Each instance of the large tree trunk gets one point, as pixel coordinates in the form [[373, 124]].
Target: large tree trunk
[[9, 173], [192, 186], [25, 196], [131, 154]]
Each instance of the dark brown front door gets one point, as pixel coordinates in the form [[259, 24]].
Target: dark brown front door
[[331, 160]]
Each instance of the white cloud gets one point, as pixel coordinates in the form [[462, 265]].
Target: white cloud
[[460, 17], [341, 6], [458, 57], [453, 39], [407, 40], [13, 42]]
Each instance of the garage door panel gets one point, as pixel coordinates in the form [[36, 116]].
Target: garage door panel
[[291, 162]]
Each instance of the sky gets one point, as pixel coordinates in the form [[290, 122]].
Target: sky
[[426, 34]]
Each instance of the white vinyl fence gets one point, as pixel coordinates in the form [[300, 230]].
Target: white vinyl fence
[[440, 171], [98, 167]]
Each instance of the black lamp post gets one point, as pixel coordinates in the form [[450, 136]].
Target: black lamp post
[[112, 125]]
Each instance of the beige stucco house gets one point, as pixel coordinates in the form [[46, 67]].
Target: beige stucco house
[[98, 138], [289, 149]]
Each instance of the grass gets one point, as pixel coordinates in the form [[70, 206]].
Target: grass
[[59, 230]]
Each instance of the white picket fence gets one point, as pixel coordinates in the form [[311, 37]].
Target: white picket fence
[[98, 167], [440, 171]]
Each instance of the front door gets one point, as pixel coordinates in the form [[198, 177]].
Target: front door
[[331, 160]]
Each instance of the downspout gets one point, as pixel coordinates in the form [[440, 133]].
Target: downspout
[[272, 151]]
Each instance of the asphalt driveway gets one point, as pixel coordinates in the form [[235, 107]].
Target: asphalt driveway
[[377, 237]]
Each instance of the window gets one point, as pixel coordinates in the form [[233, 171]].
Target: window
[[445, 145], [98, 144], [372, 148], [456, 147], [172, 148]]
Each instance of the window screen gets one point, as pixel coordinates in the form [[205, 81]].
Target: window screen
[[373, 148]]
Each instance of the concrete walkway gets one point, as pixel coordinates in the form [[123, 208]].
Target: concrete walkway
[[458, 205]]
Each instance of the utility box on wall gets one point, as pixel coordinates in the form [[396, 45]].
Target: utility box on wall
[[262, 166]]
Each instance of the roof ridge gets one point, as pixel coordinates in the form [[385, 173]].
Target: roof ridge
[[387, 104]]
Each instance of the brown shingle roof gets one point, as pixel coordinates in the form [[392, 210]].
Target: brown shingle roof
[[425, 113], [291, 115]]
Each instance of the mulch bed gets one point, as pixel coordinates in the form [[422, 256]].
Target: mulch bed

## GOAL OF THE EXERCISE
Put each line of the listing above into a numbered list, leaving out any blank lines.

## EXERCISE ANSWER
1. Each instance of the large tree trunk gets one point, as pixel coordinates in the form [[373, 124]].
2. Target: large tree trunk
3. [[9, 173], [192, 186], [25, 196], [131, 154]]
4. Each instance of the dark brown front door gets one point, as pixel coordinates in the form [[259, 24]].
5. Target: dark brown front door
6. [[331, 160]]
7. Each instance of the white cloud gets one point, as pixel coordinates in the form [[462, 265]].
8. Target: white cloud
9. [[460, 17], [341, 6], [458, 57], [453, 39], [407, 40], [13, 42]]
10. Each instance of the garage door panel gets one point, as pixel coordinates in the form [[36, 116]].
11. Target: garage door panel
12. [[291, 162]]
13. Each instance of the sky gets one point, as pixel coordinates in the form [[290, 122]].
14. Target: sky
15. [[426, 34]]
16. Each instance of the white vinyl fence gets one point, as pixel coordinates in the form [[300, 230]].
17. Target: white vinyl fence
18. [[440, 171], [98, 167]]
19. Each instance of the black lamp post gets one point, as pixel coordinates in the form [[450, 136]].
20. Target: black lamp post
21. [[112, 125]]
22. Each instance of the beige stucco house gets one point, as pixel coordinates in the form [[46, 67]].
23. Target: beige stucco house
24. [[98, 138], [289, 149]]
25. Each instance of the grass gets one point, as pixel coordinates in the form [[70, 206]].
26. Target: grass
27. [[59, 230]]
28. Each instance of the white picket fence gets one point, as pixel coordinates in the form [[311, 37]].
29. Target: white picket fence
30. [[98, 167], [440, 171]]
31. Each instance of the front door gets one point, as pixel coordinates in the form [[198, 177]].
32. Target: front door
33. [[331, 160]]
34. Each instance of the downspout gets one point, as pixel coordinates in the form [[440, 133]].
35. Target: downspout
36. [[272, 151]]
37. Each instance of the asphalt driveway gets one point, as pixel coordinates in the form [[235, 107]].
38. Target: asphalt driveway
39. [[377, 237]]
40. Each instance of the window gets one point, as pixel coordinates in the form [[233, 171]].
41. Target: window
42. [[445, 145], [98, 144], [372, 148], [456, 147], [172, 148]]
43. Each instance of the window screen gets one point, as pixel coordinates in the form [[205, 81]].
44. Target: window screen
45. [[373, 148]]
46. Each instance of the concrete walkway gets one point, as pixel coordinates in the form [[123, 208]].
47. Target: concrete walkway
48. [[458, 205]]
49. Each instance of the utility box on wall gets one point, as pixel coordinates in the form [[396, 45]].
50. Target: utility box on wall
51. [[262, 166]]
52. Each instance of the roof ridge gets one point, as pixel coordinates in the form [[385, 173]].
53. Target: roof ridge
54. [[387, 104]]
55. Each instance of the brown shingle roof gets one point, as pixel coordinates in the form [[392, 210]].
56. Target: brown shingle roof
57. [[425, 113], [291, 115]]
58. Each instance of the mulch bed gets one point, as pixel coordinates in the form [[422, 256]].
59. Target: mulch bed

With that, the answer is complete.